#### Short problem
Reproduce each of the following items line for line, omitting the pictures from your answer.

#### Collection entries
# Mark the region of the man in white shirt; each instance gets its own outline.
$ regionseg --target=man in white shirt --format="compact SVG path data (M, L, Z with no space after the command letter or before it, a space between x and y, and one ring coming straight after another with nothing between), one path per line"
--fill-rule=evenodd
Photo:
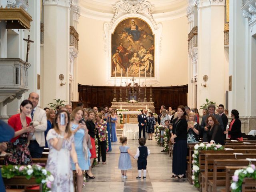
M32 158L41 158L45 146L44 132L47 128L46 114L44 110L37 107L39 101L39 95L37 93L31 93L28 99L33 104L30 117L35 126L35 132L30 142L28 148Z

#### Task result
# Mark the region of the man in white shirt; each instance gets its own outline.
$ regionseg --target=man in white shirt --format="compact SVG path data (M, L, Z with no space after the command letter or before it, a space between x and y, and one ring coming straight after another with nothing between), one path per line"
--fill-rule=evenodd
Photo:
M32 158L41 158L45 146L44 132L47 128L46 114L44 110L37 107L39 101L39 95L37 93L31 93L28 99L33 104L30 117L35 126L35 132L30 142L28 148Z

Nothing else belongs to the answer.